### Provided passage
[Start of Attachment]

Teen cites family as key to success
Valedictorian has busy, diverse life
This spring, Jared Attridge, 18, is graduating as a valedictorian from Deer Park High School with a 4.0 grade-point average and 40 college credits.
What’s more, he’s “very kind and friendly,” said Sherry Rollins, Deer Park’s registrar. “Jared is an amazing student.”
Attridge is a busy student.
“I am super involved in school,” he said, as well as in his church and community. “I’m in, like, tons of clubs.”
Attridge is serving as president in three school clubs. As executive president in the Associate Student Body, Attridge participated in a Christmas event for underprivileged local families, Night at the North Pole. Attridge enjoys seeing the kids’ reactions to the presents. “It just makes my heart feel good,” he said.
“I love it. I love helping people,” he said. “Most of the clubs and stuff I’m a part of, I do it because I just love seeing the people’s reactions on their faces, when they see the service you’ve done for them, and how happy they are.”
Attridge also enjoys participating in sports. During the winter months, he plays basketball and he plays offense on the varsity soccer team. “I made varsity as a freshman, it’s been one of my passions,” Attridge said.
He participates in Future Farmers of America as president of the local chapter, participates in competitions and raises pigs with a younger sister to sell at the Clayton Community Fair. Attridge recently competed in two regional public speaking contests and qualified for state. “It’s really competitive to make it to state in FFA,” he said.
Attridge’s success can be partly attributed to his supportive family; he’s the third youngest of seven siblings.
“My whole life has been doing family things together and being close. I couldn’t see it any other way,” Attridge said.
After graduating, Attridge is taking two years off from school to go on a church mission. He then hopes to go to college and get a degree in a science or medical field – he has excelled in anatomy, physics and calculus. “Maybe pharmacy, or a pediatrician, something like that,” he said.
Attridge has been awarded scholarships from the Elk Foundation on a local, state and national scale and is a finalist for the Washington State Scholars and Spokane Scholars programs. Attridge also plans on leveraging 40 college credits he has taken. “That’s a lot of money I don’t have to pay for!” he said.

[End of Attachment]

### Work request 1
According to the article on Jared Attridge, why does he take part in most of his clubs? Answer in one to three sentences.
### Work request 2
Reproduce the part of the article on Jared Attridge from "Teen cites family" to "40 college credits." word for word.

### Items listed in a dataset
[Start of Attachment]

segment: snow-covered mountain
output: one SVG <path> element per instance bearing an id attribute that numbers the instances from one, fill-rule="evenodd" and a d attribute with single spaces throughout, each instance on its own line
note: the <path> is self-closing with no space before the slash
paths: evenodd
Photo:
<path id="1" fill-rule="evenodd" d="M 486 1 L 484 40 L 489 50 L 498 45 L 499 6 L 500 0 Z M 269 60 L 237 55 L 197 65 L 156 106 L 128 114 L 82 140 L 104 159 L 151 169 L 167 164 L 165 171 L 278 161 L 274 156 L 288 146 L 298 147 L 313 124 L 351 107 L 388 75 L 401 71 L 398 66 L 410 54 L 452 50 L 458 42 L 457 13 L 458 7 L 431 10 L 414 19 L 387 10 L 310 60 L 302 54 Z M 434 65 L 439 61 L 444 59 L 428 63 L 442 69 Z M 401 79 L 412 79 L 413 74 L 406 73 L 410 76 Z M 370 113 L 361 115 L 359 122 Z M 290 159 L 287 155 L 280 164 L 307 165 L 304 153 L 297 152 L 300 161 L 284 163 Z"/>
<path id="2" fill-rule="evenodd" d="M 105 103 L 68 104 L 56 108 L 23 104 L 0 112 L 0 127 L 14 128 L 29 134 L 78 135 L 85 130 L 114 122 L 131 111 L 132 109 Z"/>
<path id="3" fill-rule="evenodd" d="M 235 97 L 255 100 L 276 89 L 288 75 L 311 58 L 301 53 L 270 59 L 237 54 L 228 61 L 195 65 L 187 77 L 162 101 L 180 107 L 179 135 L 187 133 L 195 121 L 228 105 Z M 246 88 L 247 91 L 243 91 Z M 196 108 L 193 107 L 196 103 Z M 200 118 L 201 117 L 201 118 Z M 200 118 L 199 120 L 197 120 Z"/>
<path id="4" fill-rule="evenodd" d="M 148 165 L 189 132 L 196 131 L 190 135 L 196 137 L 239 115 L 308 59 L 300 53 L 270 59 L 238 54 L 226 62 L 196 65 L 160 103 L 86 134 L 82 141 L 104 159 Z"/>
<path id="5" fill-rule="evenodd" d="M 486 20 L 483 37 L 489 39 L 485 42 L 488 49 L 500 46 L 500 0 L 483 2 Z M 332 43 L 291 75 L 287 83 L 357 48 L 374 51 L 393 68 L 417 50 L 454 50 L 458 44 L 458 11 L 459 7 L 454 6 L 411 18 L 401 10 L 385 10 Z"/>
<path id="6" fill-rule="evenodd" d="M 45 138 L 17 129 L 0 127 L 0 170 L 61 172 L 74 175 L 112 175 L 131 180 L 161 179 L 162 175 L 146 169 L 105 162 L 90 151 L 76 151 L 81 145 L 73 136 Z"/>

[End of Attachment]

### Exercise response 1
He says he does it because he loves helping people. He especially loves seeing the reactions on their faces when they see the service done for them and how happy they are.

### Exercise response 2
Teen cites family as key to success
Valedictorian has busy, diverse life
This spring, Jared Attridge, 18, is graduating as a valedictorian from Deer Park High School with a 4.0 grade-point average and 40 college credits.